• _Passage shown_
Reasons for and against:
For:
1. Everyone seems to love their e-reader. (I would just say “their Kindle” if there weren’t people in my life using Nooks and such.)
2. Everyone I know who has one tells me that it increases the amount they read, if only because the “you have only 30 minutes left” indicator constantly tempts them from the bottom of the page.
3. E-books obviously present lots of possibilities for note-taking and such. And I do a lot of note-taking.
4. Imagine, wild as it may sound, that you’re traveling with your partner and her family to a distant beach. Might it be nice not to burden you and your partner with 11 pounds of books? (Not a remote hypothetical. I just asked Amazon how much [book: The Reactionary Mind] and [book: The Rhetoric of Reaction] in paperback, plus the three volumes of Otto Pflanze’s Bismarck biography in hardcover, plus [book: King Leopold’s Ghost] in hardcover, plus [book: Iron Kingdom] [sensing a theme?] in hardcover, totaled, and the answer is 11.4 pounds.)

• _Entries shown_
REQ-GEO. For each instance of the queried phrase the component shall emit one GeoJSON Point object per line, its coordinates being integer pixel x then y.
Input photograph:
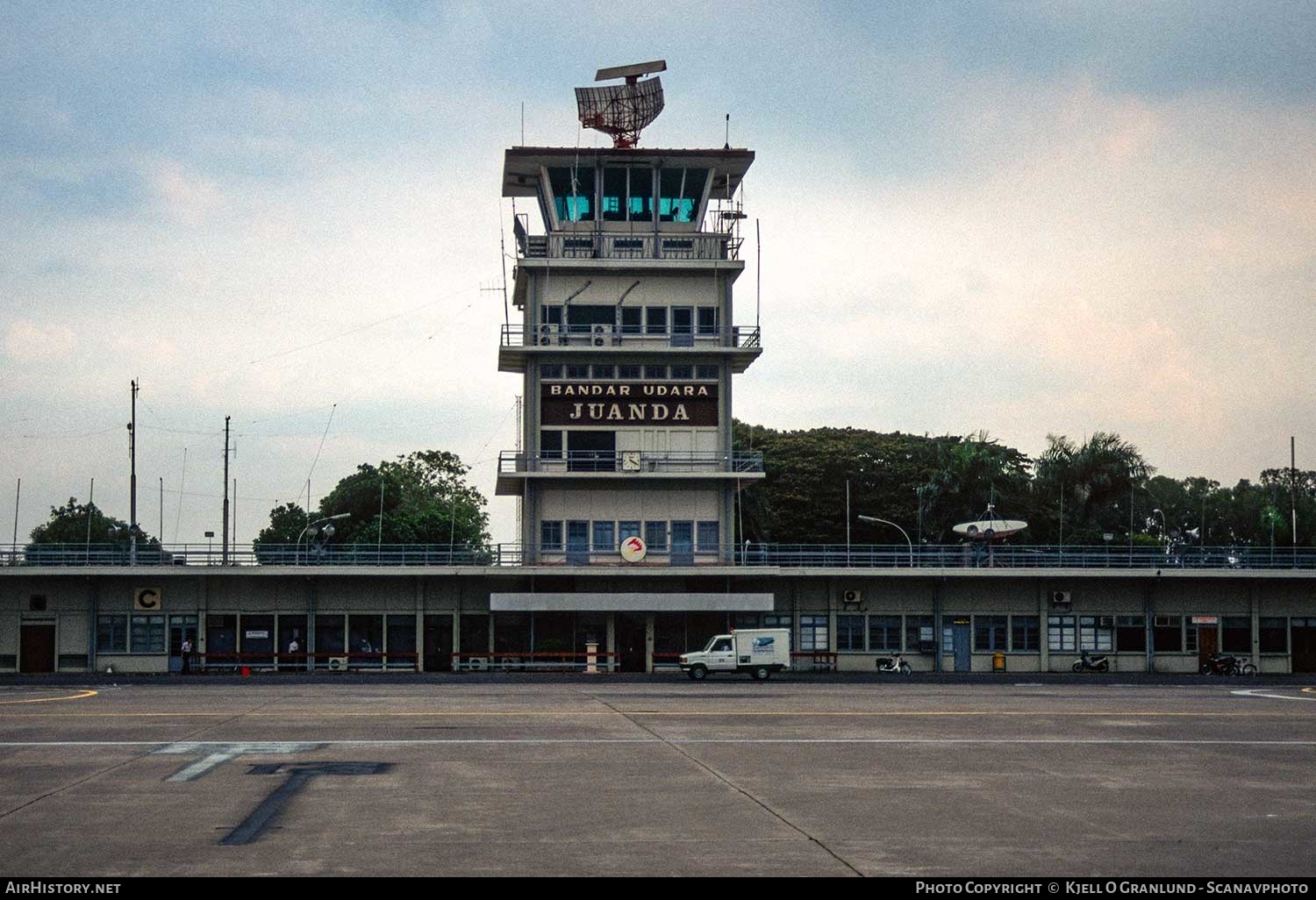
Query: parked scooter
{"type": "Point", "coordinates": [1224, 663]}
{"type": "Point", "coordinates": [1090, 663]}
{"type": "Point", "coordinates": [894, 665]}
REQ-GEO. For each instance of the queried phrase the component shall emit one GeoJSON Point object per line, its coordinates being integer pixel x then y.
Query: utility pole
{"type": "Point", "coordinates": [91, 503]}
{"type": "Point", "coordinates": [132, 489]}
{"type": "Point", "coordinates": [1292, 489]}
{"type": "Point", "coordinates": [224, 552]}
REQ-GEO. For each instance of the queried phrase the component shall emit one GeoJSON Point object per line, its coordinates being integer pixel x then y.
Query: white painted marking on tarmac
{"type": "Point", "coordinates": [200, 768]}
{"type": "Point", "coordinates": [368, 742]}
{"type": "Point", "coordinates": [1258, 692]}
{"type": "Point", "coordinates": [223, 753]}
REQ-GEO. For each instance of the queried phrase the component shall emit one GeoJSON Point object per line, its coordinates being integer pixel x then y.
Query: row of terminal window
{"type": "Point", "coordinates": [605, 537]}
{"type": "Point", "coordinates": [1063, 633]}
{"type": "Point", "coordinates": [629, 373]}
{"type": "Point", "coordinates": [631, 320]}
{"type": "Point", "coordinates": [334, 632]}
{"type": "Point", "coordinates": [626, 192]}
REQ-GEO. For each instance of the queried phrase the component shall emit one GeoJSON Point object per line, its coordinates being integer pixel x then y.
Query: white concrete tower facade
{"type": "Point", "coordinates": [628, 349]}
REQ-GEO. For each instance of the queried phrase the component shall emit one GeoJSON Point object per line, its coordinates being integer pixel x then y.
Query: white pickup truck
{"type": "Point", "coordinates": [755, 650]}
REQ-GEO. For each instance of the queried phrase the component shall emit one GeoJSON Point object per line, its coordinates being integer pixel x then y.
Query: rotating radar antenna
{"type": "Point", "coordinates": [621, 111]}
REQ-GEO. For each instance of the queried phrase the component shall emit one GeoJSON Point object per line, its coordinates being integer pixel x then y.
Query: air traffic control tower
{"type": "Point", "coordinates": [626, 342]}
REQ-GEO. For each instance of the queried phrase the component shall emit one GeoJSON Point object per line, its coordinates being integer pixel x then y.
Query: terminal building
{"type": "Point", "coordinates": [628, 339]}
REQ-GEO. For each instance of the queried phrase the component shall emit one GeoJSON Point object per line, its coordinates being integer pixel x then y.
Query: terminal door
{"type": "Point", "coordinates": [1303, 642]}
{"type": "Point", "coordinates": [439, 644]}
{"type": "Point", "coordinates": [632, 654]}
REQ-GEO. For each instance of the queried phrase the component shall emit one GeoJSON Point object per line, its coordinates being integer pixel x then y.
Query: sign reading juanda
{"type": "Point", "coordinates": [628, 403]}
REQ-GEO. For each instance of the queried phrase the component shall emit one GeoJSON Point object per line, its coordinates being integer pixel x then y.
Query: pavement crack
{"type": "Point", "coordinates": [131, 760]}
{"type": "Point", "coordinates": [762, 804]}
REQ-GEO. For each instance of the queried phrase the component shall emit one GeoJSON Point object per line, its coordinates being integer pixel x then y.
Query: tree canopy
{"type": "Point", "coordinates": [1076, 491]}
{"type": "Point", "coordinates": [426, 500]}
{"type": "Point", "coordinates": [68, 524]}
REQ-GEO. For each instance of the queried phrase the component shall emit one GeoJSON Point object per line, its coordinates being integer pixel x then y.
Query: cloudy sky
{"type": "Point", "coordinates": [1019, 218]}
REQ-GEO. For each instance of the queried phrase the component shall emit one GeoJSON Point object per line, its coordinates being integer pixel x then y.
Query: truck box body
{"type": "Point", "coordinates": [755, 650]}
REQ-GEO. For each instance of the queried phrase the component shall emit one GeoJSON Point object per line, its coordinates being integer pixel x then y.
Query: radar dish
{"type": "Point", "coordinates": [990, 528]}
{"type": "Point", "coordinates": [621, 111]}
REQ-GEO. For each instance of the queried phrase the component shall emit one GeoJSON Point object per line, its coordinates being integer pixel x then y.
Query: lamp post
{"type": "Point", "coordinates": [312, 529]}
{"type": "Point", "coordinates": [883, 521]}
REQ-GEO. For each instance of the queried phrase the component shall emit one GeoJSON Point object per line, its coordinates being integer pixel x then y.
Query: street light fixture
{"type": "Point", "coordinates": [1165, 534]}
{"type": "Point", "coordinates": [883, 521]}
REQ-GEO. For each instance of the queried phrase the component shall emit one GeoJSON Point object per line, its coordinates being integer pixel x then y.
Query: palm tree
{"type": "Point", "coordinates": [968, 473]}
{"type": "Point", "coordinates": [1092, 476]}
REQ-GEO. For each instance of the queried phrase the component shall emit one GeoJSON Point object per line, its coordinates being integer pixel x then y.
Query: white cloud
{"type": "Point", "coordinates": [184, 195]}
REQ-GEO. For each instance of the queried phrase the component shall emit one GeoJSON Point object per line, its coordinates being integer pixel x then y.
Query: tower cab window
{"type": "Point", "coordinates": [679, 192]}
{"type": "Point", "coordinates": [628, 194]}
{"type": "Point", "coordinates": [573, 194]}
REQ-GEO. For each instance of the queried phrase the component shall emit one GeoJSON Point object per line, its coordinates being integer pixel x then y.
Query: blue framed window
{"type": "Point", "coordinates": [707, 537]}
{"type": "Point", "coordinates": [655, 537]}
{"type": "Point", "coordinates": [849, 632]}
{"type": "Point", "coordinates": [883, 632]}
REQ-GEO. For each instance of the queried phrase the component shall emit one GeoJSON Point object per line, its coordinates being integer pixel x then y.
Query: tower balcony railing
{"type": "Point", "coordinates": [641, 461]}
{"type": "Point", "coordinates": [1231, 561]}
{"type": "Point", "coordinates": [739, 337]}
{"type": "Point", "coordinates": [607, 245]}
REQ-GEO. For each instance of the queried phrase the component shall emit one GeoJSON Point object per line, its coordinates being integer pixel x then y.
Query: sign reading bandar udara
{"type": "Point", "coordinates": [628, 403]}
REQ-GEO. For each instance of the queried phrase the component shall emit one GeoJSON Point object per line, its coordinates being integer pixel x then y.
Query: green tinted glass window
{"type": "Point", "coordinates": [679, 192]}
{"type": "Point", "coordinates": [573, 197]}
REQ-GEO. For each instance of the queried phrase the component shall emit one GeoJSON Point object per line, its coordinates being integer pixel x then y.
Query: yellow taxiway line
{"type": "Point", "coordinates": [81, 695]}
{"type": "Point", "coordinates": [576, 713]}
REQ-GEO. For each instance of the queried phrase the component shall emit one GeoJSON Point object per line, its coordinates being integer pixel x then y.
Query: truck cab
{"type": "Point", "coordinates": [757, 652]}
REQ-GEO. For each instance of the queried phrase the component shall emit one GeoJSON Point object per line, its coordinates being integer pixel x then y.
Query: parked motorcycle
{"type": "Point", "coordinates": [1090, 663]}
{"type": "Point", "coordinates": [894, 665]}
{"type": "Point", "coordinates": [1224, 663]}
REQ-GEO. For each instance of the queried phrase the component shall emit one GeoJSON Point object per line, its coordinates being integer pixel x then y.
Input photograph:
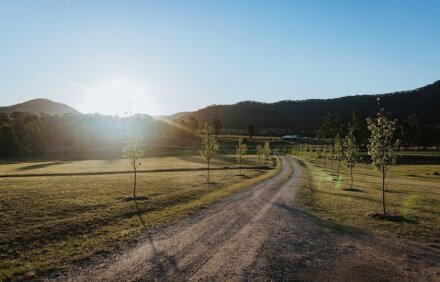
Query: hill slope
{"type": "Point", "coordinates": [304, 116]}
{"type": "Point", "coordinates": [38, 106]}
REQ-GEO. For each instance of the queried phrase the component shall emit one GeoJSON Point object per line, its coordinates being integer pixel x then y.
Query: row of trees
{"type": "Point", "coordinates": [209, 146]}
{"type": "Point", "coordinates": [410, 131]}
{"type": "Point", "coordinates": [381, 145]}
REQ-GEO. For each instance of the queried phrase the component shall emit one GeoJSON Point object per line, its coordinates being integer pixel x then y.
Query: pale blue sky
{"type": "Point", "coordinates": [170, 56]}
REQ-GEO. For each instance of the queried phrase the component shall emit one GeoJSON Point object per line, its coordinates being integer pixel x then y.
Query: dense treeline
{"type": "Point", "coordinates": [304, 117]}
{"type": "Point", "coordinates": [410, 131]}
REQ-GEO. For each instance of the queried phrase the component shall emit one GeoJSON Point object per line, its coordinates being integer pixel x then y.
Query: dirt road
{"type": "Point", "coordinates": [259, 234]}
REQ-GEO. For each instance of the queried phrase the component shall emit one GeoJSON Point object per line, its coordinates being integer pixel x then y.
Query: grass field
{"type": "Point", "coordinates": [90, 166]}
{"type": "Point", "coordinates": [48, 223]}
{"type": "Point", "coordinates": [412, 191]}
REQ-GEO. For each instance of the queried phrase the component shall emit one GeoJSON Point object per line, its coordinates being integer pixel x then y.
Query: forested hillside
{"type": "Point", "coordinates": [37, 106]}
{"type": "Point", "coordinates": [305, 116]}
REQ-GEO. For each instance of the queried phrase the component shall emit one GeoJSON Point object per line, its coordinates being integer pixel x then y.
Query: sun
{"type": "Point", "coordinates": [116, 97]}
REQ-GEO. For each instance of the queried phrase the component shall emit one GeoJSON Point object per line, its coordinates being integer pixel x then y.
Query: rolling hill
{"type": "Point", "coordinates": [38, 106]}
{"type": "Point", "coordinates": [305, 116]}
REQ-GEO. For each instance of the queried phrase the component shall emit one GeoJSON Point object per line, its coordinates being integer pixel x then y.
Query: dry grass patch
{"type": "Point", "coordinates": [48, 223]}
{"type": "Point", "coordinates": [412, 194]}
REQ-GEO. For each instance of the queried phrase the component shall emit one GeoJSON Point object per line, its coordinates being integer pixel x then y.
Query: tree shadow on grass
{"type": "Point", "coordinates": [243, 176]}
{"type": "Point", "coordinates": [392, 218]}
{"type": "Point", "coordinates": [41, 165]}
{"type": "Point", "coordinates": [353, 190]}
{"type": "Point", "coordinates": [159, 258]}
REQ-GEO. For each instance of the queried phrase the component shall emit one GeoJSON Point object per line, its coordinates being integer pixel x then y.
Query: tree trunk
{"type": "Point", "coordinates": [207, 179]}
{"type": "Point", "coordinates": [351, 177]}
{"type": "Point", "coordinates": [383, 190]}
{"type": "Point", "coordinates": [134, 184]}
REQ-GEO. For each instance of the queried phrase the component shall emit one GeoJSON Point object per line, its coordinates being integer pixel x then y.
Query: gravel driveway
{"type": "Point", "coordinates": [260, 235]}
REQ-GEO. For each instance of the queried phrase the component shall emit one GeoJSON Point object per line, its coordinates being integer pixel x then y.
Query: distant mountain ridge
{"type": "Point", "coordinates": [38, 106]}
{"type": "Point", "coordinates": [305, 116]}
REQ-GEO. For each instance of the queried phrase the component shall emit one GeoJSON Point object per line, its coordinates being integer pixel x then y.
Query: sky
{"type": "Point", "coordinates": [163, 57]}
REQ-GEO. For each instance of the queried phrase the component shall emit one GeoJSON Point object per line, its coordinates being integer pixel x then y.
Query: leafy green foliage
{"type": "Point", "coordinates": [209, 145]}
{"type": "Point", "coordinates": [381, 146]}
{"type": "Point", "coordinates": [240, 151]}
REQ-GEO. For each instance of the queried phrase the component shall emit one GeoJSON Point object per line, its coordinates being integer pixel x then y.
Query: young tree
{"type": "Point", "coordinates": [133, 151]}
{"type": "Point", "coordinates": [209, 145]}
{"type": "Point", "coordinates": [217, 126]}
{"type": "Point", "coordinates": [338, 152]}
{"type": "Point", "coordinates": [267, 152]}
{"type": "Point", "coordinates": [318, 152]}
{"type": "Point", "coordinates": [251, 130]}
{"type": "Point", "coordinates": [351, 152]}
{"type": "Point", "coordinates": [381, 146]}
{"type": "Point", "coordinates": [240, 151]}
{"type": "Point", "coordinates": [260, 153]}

• _Task instructions_
A. In the passage on e-readers, what total weight did Amazon give for the books listed in the fourth reason?
B. Write the next part of the passage on e-readers, picking up after its last sentence.

• _Results by task_
A. 11.4 pounds.

B.
5. Variable text size is nice. I can just set the Kindle on the elliptical machine’s handlebars at work, tap the text size up appropriately, and read from a distance.
Against:
1. I am still all about beautiful books. Would the Kindle ever preserve pages this beautiful?
2. Until the Kindle can do hyphenation with justified lines, it is going to make me cringe. I don’t understand why the Kindle doesn’t yet use the Knuth and Plass algorithm, which as far as I understand it is public domain and in use by everyone, up to and including Microsoft Word.
3. I want to actually *own* the books I read, rather than have them constantly subject to Orwellian deletion.
4. Just as my kids will not know what cassette tapes are, or CDs, or DVDs, and will live in an entirely virtual world, they will also likely not know books. They will surely not understand why daddy has a 20-volume dictionary which he is always tempted to supplement, even though he spends all his dictionary time accessing the online OED through the Cambridge Public Library. And they will definitely not have the same experience daddy had, wherein he’d lay on the floor of his parents’ office, flip open to a random page in the World Book Encyclopedia, and go exploring for a little while. If they existed today, they would be using the Wikipedia, which — while it may be more accurate — is obviously no substitute for a real encyclopedia. (I use the Wiki every day, and have donated hundreds of dollars to its upkeep, but this is still obvious to me.)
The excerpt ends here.